> Aim of the task: What is needed is an exact copy of all the entries.
(Beginning of The input)
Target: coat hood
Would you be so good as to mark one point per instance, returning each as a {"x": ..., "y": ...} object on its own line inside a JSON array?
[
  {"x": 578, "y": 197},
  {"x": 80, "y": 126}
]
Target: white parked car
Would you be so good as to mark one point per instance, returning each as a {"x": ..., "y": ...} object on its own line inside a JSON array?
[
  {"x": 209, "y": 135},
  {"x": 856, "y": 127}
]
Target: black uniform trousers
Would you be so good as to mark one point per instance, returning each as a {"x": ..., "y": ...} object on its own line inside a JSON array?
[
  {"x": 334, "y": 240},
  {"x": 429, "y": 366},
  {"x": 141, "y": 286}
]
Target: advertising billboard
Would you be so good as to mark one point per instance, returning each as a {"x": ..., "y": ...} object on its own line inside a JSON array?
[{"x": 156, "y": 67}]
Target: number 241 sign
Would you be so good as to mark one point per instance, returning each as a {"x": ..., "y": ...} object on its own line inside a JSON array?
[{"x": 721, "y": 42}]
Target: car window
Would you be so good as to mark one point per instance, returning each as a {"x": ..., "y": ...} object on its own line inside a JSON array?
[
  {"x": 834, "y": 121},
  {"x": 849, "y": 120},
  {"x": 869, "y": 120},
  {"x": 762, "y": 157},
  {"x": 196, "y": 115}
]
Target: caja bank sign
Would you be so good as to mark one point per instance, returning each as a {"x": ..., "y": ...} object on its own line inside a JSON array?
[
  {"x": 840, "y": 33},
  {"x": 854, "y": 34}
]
(End of The input)
> Task result:
Target: coat hood
Would you be so good as to mark one point per instance, returning each as a {"x": ..., "y": ...} object on its own line inside a JSON array?
[
  {"x": 578, "y": 197},
  {"x": 80, "y": 126}
]
Target: white parked car
Would you be so good as to mark one point per instance, returning each as a {"x": ..., "y": ...} object on its own line inside a JSON array?
[
  {"x": 209, "y": 135},
  {"x": 856, "y": 127}
]
Target: black uniform trousers
Would you be so good as to mark one point per instance, returning each as a {"x": ..., "y": ...} object on its own line inside a JSON array?
[
  {"x": 334, "y": 240},
  {"x": 429, "y": 366},
  {"x": 141, "y": 286}
]
Target: advertising billboard
Would you be so good as to mark one point per instance, returning each as a {"x": ..., "y": ...} object on its own line inside a JSON array?
[{"x": 156, "y": 67}]
Target: number 241 sign
Would you be so good as to mark one point per instance, returning each as a {"x": ..., "y": ...} object on its own line inside a JSON array?
[{"x": 721, "y": 42}]
Target: car window
Would you be so good as to mark one point per instance, returning each as a {"x": ..., "y": ...} object on its own line inside a JSON array?
[
  {"x": 834, "y": 121},
  {"x": 849, "y": 120},
  {"x": 869, "y": 120},
  {"x": 762, "y": 157},
  {"x": 196, "y": 115}
]
Target: caja bank sign
Would you be so good as to mark one point per instance, returning each as a {"x": ..., "y": ...} object on its own line inside a JSON array?
[
  {"x": 840, "y": 33},
  {"x": 854, "y": 34}
]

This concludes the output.